Directions for this task: Output all of the records exactly as written.

Location identification entries:
%%

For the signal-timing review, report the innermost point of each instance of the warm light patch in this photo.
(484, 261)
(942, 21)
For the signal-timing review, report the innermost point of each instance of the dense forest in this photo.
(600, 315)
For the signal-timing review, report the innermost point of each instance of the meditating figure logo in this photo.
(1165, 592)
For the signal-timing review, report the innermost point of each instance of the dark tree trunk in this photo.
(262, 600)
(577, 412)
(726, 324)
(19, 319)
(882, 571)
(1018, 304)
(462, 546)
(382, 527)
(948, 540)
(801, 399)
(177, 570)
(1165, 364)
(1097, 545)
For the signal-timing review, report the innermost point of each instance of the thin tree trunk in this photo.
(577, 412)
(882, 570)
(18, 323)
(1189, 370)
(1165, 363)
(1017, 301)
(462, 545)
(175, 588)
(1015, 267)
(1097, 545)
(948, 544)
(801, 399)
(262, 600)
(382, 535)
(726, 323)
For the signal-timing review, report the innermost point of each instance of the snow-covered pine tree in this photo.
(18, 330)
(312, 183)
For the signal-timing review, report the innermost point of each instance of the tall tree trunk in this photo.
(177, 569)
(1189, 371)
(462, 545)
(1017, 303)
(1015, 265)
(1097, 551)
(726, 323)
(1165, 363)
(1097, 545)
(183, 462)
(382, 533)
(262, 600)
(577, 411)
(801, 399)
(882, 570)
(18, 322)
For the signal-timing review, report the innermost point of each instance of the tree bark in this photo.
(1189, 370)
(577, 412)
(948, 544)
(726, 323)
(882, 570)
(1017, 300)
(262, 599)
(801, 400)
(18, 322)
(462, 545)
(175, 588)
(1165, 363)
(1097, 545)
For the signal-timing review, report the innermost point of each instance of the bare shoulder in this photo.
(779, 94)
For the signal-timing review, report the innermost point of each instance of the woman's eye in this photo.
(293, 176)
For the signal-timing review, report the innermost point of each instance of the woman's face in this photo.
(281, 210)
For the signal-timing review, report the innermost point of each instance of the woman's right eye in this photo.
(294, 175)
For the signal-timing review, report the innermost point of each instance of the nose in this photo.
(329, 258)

%%

Exercise solution:
For the signal-timing review, report the innermost point of each instance of the warm light patch in this photo.
(484, 261)
(942, 21)
For the signal-timing review, report the innermost point of each instance of the dense forest in this photo.
(600, 315)
For the signal-timing review, report the innermost point of each instance of the meditating figure logo in this photo.
(1165, 592)
For the signal-timing review, report the innermost point of each instance of the dark tree trunk in this photo.
(262, 600)
(577, 412)
(726, 324)
(19, 319)
(882, 571)
(1018, 304)
(462, 546)
(382, 527)
(948, 540)
(801, 399)
(177, 570)
(1165, 364)
(1097, 545)
For the signal-timing review, report the innermost point of each instance of the thin tree trunk in this photo.
(577, 412)
(882, 570)
(18, 323)
(1189, 370)
(1165, 363)
(1017, 301)
(462, 545)
(175, 588)
(1015, 267)
(1097, 545)
(948, 544)
(801, 399)
(262, 600)
(382, 535)
(726, 323)
For the signal-timing review, report the innermost point of each instance of the snow-covered pine tree in this photo.
(18, 330)
(312, 183)
For the signal-timing review, report the innermost point of each instance of the tall tree trunk in this photo.
(177, 569)
(1189, 371)
(462, 545)
(1017, 303)
(1015, 265)
(1097, 551)
(726, 323)
(1165, 363)
(1097, 545)
(183, 462)
(382, 533)
(262, 600)
(577, 411)
(801, 399)
(882, 570)
(18, 322)
For the signal-timing review, report the innermost point of each instance of the tree bark in this photo.
(1189, 370)
(577, 412)
(948, 544)
(726, 323)
(882, 570)
(1017, 300)
(262, 599)
(801, 400)
(18, 322)
(462, 545)
(175, 588)
(1165, 363)
(1097, 545)
For the signal-timing review, report the innermost point of each instance of the bare shoulder in this photo.
(779, 94)
For the signal-timing review, report the innermost point of each instance of the woman's eye in this photo.
(293, 176)
For the signal-timing review, report the innermost point of each instance of the woman's face in this photo.
(281, 210)
For the signal-timing review, report the innermost point of each instance of the woman's right eye in this photo.
(294, 175)
For the signal-timing review, report the innermost point of each instance of the nose in this photo.
(329, 258)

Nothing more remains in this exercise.